“Il pericolo si è oggi materializzato. La Basilicata non deve diventare la sede di riversamento dei fanghi inquinati altrui. La Regione Basilicata deve continuare a fare la sua parte obbligando il Governo giallo-verde a modificare la norma (Decreto Genova). Immediatamente, data l’urgenza della questione, presenteremo lunedì una mozione con i colleghi Polese e Cifarelli, che impegni il Governo Regionale a non perdere tempo, chiedendo al Presidente Bardi e agli Assessori, competenti a titolo complementare sul tema (Agricoltura e Sanità), un atto ufficiale che ribadisca il totale divieto di uso dei fanghi di depurazione.”
Lo dichiara il consigliere regionale Luca Braia, Avanti Basilicata.
“Con l’intensificarsi dei controlli dei Carabinieri del N.O.E. di Potenza, che ringraziamo per la costante azione di tutela del territorio, – prosegue il consigliere Braia – sugli impianti di depurazione civile ed industriali e sul rispetto dei limiti per le acque di scarico, una operazione importantissima ha portato, nella zona del Metapontino e costa Jonica Materana, al sequestro penale di circa 96 tonnellate di fanghi di depurazione.
Sono comportamenti incivili e illegali da scongiurare, arginare e prevenire in ogni modo. Doveroso ricordare che è tuttora fatto divieto, per legge, sul territorio della regione Basilicata dell’utilizzo in agricoltura dei fanghi che non rispettano i limiti, è ciò grazie a una norma storica e importantissima per il presente e il futuro della nostra terra, dell’ambiente, della salute, dell’agricoltura tutta.
Una battaglia che abbiamo sostenuto fino ad arrivare all’emanazione della legge regionale n. 4, il 13 marzo 2019, con cui abbiamo pronunciato un fermo e definitivo no ai fanghi di depurazione in agricoltura, in opposizione a quanto introdotto dal Governo nazionale, con il cosiddetto Decreto Genova, proprio sulla questione.

§ Dati grezzi:

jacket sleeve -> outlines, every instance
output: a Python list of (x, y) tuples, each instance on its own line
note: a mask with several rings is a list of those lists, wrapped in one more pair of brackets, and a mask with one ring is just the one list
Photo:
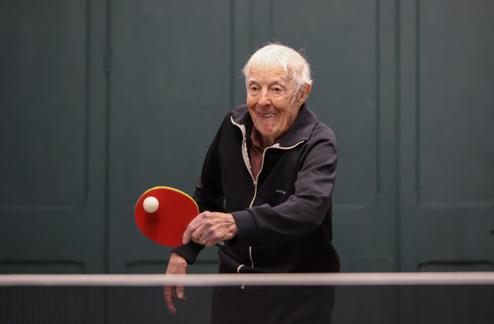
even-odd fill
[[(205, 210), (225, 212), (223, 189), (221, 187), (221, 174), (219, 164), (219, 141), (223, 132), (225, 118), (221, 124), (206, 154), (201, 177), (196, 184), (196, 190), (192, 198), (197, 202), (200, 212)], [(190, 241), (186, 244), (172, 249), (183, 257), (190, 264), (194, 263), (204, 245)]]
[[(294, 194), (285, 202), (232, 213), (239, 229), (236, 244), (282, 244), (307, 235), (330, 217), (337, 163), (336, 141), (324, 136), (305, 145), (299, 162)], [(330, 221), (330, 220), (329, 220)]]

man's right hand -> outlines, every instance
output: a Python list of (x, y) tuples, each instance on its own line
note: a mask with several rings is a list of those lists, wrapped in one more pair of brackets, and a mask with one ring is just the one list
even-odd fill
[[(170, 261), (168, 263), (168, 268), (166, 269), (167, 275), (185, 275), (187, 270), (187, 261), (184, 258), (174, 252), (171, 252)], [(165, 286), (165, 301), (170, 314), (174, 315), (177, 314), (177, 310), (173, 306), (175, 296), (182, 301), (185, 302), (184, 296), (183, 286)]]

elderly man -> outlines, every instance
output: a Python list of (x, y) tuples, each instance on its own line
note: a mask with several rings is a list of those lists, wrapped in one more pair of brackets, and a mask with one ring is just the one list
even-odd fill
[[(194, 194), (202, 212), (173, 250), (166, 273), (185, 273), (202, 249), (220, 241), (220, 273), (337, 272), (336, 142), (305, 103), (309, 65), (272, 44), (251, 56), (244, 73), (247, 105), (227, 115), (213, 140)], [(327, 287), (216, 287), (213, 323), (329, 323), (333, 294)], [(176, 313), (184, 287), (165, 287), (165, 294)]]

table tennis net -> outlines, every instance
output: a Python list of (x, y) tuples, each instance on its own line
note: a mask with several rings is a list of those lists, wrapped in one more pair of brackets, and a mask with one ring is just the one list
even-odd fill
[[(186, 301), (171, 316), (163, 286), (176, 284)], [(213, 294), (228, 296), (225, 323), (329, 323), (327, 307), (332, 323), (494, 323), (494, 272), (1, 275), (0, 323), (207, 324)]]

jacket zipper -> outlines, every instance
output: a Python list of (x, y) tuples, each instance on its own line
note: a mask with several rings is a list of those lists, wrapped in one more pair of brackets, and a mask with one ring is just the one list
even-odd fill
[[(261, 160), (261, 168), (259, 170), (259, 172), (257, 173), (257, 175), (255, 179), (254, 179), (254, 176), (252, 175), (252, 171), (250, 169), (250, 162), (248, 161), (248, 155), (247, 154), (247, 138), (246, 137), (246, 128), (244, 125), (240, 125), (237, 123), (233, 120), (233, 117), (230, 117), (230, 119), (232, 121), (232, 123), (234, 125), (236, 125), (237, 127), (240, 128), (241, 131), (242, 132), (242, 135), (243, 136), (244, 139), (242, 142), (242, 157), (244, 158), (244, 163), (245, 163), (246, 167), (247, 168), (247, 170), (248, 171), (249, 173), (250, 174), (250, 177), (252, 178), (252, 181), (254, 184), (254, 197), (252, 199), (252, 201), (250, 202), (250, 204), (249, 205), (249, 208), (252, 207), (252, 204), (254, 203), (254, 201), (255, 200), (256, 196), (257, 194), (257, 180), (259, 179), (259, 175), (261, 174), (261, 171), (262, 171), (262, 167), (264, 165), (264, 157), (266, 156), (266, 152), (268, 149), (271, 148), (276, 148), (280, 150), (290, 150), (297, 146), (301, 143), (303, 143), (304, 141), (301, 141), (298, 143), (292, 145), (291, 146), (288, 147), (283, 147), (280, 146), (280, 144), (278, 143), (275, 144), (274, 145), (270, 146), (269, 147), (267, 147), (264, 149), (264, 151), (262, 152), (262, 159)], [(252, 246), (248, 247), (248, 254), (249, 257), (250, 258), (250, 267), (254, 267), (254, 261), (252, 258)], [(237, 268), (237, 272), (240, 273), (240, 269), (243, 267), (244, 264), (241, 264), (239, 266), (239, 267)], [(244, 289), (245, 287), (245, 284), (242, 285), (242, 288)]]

--

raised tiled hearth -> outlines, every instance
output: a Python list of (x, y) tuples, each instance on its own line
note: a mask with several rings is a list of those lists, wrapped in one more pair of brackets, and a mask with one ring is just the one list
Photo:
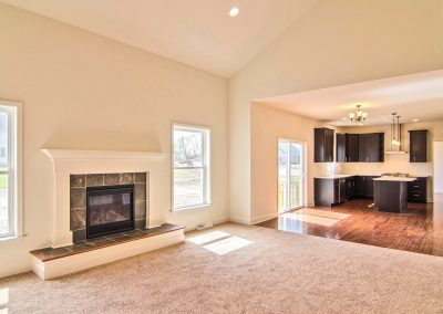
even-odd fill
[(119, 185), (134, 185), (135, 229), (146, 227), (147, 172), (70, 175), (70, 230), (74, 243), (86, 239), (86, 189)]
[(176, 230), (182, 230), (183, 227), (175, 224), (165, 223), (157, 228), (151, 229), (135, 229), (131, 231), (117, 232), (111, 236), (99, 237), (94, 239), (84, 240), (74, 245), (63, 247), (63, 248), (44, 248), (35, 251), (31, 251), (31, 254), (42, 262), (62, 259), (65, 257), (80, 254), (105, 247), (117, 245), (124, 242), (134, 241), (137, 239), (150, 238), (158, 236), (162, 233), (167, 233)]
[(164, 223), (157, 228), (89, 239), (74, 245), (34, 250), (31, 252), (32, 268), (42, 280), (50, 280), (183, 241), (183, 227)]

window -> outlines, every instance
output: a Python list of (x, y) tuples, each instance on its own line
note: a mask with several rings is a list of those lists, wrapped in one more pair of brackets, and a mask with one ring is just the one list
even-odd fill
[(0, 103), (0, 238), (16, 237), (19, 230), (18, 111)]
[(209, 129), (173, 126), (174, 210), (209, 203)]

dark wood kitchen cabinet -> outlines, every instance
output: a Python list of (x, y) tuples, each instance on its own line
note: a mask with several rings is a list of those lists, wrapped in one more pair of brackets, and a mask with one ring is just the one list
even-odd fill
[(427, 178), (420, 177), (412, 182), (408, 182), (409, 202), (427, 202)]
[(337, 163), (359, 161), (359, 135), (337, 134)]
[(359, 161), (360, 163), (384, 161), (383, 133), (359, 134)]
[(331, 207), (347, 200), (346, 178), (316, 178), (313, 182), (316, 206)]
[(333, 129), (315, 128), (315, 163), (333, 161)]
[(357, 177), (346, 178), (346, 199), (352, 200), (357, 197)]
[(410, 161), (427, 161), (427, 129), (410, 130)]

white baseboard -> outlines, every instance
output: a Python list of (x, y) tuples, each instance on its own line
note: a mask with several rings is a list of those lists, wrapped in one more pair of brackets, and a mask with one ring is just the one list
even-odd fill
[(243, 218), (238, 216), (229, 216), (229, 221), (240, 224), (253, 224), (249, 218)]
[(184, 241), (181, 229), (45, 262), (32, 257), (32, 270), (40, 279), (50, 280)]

§ Lavoro da svolgere:
Rispondi alle domande sul testo dedicato ai fanghi di depurazione in Basilicata:
(a) Quante tonnellate di fanghi di depurazione sono state sequestrate nella zona del Metapontino e della costa Jonica Materana?
(b) In quale data è stata emanata la legge regionale n. 4?
(c) Con quali colleghi Luca Braia presenterà la mozione?

§ Soluzione esercizio:
(a) Circa 96 tonnellate.
(b) Il 13 marzo 2019.
(c) Con i colleghi Polese e Cifarelli.